- **Problem requirements**: Return the material below in full and exactly.

-- START OF Supplied entries --

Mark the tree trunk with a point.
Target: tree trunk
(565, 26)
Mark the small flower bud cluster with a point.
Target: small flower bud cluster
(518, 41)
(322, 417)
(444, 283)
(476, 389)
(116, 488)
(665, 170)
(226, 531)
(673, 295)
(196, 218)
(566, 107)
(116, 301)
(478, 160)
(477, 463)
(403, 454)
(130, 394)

-- END OF Supplied entries --

- **Reply**:
Mark the tree trunk with a point.
Target: tree trunk
(565, 26)
Mark the small flower bud cluster with a point.
Target: small flower bud cluster
(518, 41)
(322, 417)
(444, 283)
(476, 389)
(116, 488)
(665, 170)
(226, 531)
(673, 295)
(196, 218)
(566, 107)
(116, 301)
(478, 160)
(477, 463)
(403, 454)
(130, 394)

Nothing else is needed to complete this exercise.